WHAT YOU ARE ASKED TO DO:
Output the lines from the start of the records through the line containing "positive clicks: (615, 496)" as a Markdown table with the columns Row and Line, numbering each line and omitting blank lines.

[Collected data]
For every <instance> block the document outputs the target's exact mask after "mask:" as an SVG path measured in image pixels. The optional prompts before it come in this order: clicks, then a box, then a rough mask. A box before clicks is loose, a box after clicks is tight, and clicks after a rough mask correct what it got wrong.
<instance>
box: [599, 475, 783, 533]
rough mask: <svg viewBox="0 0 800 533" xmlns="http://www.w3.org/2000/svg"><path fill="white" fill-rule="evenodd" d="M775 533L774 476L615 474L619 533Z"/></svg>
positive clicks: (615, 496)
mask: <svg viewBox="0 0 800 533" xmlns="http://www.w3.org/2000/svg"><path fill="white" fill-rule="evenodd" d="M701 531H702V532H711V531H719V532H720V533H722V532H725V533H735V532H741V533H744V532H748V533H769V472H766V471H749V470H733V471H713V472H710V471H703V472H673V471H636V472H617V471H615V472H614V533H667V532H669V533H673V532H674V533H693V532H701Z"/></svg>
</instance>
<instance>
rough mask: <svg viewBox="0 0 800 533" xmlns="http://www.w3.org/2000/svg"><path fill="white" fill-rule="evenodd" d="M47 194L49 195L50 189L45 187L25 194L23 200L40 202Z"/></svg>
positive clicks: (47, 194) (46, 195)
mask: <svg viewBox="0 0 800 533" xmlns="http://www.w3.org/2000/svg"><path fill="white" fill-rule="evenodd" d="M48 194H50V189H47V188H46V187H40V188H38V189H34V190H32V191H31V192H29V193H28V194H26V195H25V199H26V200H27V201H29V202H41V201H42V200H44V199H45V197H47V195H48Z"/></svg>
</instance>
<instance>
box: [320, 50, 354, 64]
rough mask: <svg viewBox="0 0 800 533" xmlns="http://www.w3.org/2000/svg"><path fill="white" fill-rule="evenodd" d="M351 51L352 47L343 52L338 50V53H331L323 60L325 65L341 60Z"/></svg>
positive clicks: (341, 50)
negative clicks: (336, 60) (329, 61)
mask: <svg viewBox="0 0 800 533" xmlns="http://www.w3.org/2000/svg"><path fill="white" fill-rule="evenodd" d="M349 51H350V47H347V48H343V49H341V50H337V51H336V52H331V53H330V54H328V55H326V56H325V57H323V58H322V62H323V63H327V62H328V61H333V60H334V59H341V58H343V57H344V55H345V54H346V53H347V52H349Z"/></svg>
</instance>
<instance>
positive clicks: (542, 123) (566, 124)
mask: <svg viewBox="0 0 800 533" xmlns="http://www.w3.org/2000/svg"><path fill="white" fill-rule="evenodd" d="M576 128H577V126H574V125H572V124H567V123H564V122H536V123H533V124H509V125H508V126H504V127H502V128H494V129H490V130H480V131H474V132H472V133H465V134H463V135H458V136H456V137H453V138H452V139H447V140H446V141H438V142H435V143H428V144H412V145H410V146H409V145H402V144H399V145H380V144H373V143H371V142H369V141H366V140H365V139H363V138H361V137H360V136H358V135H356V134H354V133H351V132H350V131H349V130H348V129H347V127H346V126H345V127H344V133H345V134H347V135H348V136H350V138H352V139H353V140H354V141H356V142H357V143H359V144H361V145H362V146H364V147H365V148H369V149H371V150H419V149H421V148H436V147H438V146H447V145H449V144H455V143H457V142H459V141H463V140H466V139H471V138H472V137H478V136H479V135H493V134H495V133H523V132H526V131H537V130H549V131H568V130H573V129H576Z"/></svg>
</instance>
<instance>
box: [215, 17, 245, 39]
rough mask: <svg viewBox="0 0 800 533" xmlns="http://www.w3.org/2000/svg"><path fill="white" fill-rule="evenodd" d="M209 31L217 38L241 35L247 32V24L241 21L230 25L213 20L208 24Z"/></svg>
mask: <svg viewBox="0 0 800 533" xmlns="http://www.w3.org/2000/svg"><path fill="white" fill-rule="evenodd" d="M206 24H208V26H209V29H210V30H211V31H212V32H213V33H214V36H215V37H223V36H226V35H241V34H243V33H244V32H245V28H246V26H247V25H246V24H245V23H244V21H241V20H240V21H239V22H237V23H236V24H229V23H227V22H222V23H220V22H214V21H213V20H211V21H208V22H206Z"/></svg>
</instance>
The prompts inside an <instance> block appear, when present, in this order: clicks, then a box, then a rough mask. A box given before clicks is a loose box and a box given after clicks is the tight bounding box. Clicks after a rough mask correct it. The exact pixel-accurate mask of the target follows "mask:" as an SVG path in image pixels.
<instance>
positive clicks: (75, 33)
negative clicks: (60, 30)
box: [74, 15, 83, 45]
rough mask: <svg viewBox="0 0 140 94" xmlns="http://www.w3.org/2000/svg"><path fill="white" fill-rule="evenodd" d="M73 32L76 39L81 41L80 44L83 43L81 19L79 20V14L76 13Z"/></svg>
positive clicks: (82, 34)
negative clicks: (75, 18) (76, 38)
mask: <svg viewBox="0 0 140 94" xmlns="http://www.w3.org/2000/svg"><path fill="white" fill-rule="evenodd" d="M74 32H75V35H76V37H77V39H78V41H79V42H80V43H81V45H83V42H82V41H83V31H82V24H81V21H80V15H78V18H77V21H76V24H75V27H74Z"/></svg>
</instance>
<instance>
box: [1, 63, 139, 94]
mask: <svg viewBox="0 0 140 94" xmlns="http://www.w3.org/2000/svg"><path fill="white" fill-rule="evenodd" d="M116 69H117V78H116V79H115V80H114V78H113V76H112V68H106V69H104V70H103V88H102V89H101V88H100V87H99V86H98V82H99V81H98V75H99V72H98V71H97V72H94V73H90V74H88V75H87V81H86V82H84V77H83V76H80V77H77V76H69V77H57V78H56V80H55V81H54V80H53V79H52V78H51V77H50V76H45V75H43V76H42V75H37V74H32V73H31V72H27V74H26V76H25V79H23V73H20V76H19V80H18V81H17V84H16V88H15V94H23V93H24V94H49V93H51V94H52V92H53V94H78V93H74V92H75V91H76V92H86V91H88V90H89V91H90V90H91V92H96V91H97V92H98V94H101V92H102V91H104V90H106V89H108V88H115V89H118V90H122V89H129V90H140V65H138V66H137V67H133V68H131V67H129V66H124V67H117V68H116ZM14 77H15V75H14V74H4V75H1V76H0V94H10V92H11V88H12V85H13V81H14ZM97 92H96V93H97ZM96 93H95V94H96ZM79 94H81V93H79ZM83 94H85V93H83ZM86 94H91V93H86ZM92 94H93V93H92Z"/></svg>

EXERCISE ANSWER:
| Row | Line |
|---|---|
| 1 | For every <instance> block the document outputs the target's exact mask after "mask:" as an SVG path measured in image pixels. The optional prompts before it come in this order: clicks, then a box, then a rough mask. A box before clicks is loose, a box after clicks is tight, and clicks after a rough mask correct what it got wrong. |
| 2 | <instance> |
| 3 | box: [599, 475, 783, 533] |
| 4 | rough mask: <svg viewBox="0 0 800 533" xmlns="http://www.w3.org/2000/svg"><path fill="white" fill-rule="evenodd" d="M775 533L774 476L615 474L619 533Z"/></svg> |
| 5 | positive clicks: (615, 496) |